* _Extracted text_:
....................
ZFS Metadata Special Device: Z

Traversing all blocks ...
7.04T completed (18468MB/s) estimated time remaining: 0hr 25min 46sec

Traversing all blocks ...
14.0T completed (22875MB/s) estimated time remaining: 0hr 15min 46sec

I am running that zdb command and it is giving me some rather … overzealous throughput numbers. Is this from having cached the majority of the metadata already since i first looked at the filesize histogram?

2 Likes

zdb -Lbbbs The-Tits did not work for me, but find . -type f -print0 | xargs -0 ls -l | awk '{ n=int(log($5)/log(2)); if (n<10) { n=10; } size[n]++ } END { for (i in size) printf("%d %d\n", 2^i, size[i]) }' | sort -n | awk 'function human(x) { x[1]/=1024; if (x[1]>=1024) { x[2]++; human(x) } } { a[1]=$1; a[2]=0; human(a); printf("%3d%s: %6d\n", a[1],substr("kMGTEPYZ",a[2]+1,1),$2) }' did so I thought I would at least share that for the sake of “oh, neat, data”.

  2k: 1244509
  4k: 855919
  8k: 657447
 16k: 928653
 32k: 1434982
 64k: 1074763
128k: 771807
256k: 689394
512k: 683003
  1M: 795979
  2M: 1052508
  4M: 211914
  8M: 314324
 16M:  40600
 32M:  34653
 64M:  40199
128M:  95098
256M: 103696
512M:  82326
  1G:  44262
  2G:  14805
  4G:  27809
  8G:   1573
 16G:    898
 32G:    186
 64G:     28
128G:      5
256G:      1
5 Likes

So for clarity, should you mirror this? I have a freenas pool that I am about to upgrade to truenas and I have an optane 280gb that I am not using to full potential. Do I risk data loss by only having the one drive?

1 Like

Yes, the metadata special device should minimally be mirrored.
....................
* _Supplied information_:
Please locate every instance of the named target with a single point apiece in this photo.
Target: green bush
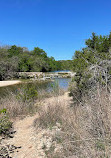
....................
* _Tasks to complete_:
a) Answer these questions about the forum thread, one per line:
(i) What throughput figure appears alongside "14.0T completed"?
(ii) What drive does the person planning to upgrade to TrueNAS say they are not using to full potential?
(iii) What does the final reply say should be done with the metadata special device?
b) According to the forum thread, why did the poster share the output of the find command instead of output from zdb?
c) Rewrite the stretch of the forum thread from "ZFS Metadata Special" through "the filesize histogram?", changing "throughput" to "speed".

* _Exercise responses_:
a)
(i) 22875MB/s
(ii) An Optane 280gb
(iii) It should minimally be mirrored.

b) The command "zdb -Lbbbs The-Tits" did not work for them, but the find pipeline did. They shared its results for the sake of "oh, neat, data."

c)
ZFS Metadata Special Device: Z

Traversing all blocks ...
7.04T completed (18468MB/s) estimated time remaining: 0hr 25min 46sec

Traversing all blocks ...
14.0T completed (22875MB/s) estimated time remaining: 0hr 15min 46sec

I am running that zdb command and it is giving me some rather … overzealous speed numbers. Is this from having cached the majority of the metadata already since i first looked at the filesize histogram?